What is required
Quote exactly, and only, the lines of the material below from the line with "target | distant house" through the line with "target | small window above garage".

Information given
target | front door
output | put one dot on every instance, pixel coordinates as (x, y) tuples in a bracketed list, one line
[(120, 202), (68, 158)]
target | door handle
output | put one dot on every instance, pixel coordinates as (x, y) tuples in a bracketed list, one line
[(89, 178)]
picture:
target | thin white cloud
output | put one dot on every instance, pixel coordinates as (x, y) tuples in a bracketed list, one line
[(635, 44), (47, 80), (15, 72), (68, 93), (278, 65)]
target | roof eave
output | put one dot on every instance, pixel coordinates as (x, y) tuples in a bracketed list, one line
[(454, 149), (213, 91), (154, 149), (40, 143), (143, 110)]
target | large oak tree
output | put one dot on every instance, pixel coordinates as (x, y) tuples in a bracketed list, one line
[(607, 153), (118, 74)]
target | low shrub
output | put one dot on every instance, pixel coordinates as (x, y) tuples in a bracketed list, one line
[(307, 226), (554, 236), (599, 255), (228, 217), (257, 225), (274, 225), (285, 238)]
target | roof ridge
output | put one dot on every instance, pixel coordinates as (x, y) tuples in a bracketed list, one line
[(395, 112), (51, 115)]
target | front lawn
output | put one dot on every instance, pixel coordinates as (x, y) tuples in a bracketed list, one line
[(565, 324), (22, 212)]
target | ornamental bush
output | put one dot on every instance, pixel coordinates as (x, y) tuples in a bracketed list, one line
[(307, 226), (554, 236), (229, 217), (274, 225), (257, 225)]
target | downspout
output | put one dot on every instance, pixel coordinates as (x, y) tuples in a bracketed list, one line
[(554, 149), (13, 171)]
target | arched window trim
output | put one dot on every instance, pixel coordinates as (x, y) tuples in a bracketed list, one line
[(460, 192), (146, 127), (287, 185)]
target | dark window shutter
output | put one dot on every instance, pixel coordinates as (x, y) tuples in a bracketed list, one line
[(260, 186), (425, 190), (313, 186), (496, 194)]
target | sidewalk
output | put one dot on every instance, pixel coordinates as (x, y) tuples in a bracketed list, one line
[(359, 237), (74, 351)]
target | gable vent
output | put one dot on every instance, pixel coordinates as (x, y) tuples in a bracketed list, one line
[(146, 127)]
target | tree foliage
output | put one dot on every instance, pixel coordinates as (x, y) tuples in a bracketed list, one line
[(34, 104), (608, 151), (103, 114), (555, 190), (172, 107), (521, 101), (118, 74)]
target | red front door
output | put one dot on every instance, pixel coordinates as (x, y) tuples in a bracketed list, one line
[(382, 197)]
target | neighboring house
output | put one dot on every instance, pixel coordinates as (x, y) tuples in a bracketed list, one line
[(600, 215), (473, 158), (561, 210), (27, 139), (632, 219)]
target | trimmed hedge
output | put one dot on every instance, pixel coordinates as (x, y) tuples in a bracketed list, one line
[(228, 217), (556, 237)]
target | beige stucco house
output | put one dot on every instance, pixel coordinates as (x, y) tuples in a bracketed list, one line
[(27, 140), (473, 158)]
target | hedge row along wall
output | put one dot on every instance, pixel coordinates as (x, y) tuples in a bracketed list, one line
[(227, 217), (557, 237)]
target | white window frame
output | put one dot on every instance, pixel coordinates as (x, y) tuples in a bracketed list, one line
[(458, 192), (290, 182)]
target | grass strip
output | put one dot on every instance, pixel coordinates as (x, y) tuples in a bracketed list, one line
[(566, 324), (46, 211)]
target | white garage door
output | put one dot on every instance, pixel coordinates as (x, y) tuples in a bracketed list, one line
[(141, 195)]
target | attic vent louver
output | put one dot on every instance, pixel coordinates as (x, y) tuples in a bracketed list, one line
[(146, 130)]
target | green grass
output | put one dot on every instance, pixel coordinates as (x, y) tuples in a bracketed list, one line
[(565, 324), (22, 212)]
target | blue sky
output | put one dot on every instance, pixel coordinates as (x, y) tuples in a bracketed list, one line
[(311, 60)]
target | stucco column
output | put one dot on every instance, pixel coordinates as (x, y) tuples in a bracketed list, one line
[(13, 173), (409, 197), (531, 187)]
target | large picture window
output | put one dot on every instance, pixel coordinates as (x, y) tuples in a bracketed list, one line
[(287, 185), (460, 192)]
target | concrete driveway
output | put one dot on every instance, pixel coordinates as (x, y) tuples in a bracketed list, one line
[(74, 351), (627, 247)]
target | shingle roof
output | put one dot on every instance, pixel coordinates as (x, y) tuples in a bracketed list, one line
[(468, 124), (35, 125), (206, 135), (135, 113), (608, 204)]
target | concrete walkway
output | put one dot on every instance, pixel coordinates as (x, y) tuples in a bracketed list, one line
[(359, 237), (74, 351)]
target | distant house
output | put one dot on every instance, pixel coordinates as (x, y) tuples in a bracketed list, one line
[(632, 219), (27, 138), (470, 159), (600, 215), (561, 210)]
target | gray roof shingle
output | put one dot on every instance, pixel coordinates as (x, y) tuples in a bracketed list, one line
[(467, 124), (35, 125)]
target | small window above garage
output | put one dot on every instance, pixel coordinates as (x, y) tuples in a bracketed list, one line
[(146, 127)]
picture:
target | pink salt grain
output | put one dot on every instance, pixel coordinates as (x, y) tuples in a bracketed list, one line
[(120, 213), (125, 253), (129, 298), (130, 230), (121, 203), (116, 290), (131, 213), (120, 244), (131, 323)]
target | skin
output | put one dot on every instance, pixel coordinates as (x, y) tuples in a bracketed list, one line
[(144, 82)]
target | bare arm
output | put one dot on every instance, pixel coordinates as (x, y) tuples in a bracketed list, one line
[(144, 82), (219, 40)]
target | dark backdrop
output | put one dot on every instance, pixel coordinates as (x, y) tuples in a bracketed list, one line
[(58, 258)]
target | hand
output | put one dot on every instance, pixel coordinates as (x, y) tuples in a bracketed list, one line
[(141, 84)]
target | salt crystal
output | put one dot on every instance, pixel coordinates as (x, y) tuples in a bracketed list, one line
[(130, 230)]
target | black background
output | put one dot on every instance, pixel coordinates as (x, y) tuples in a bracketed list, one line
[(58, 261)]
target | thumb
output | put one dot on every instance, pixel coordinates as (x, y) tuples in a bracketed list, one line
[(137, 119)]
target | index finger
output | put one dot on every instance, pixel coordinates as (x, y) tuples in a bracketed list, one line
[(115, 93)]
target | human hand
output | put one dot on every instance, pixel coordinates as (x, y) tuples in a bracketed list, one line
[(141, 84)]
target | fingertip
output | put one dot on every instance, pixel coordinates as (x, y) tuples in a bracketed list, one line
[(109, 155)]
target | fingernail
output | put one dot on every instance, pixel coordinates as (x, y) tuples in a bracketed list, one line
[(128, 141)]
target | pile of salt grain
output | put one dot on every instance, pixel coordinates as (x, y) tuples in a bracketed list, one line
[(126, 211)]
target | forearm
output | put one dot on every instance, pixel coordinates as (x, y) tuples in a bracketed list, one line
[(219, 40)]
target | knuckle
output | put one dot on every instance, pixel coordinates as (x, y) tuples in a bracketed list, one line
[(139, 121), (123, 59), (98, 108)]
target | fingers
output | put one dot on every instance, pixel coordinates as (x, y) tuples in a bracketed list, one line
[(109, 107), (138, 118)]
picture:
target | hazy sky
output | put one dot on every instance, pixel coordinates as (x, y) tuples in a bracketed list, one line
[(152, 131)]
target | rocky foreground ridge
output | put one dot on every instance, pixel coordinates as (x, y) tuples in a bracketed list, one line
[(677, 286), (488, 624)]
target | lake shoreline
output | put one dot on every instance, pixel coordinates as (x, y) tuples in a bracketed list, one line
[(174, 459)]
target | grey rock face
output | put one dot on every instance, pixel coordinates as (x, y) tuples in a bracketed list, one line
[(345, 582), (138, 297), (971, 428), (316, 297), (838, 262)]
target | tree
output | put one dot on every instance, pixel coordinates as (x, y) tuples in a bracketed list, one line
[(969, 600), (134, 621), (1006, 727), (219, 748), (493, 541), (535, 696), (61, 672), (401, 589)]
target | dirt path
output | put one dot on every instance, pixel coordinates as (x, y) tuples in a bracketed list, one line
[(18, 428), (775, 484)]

Problem solution
target | distant house
output | put one dot on every instance, pixel coordinates as (x, y) tuples in a bracketed list, one line
[(632, 219), (27, 138), (470, 159), (600, 215), (561, 210)]
target | gray roof shingle
output | put one dot on every instance, pixel coordinates as (x, y) tuples in a bracketed list, one line
[(467, 124), (35, 125)]
target | small window above garage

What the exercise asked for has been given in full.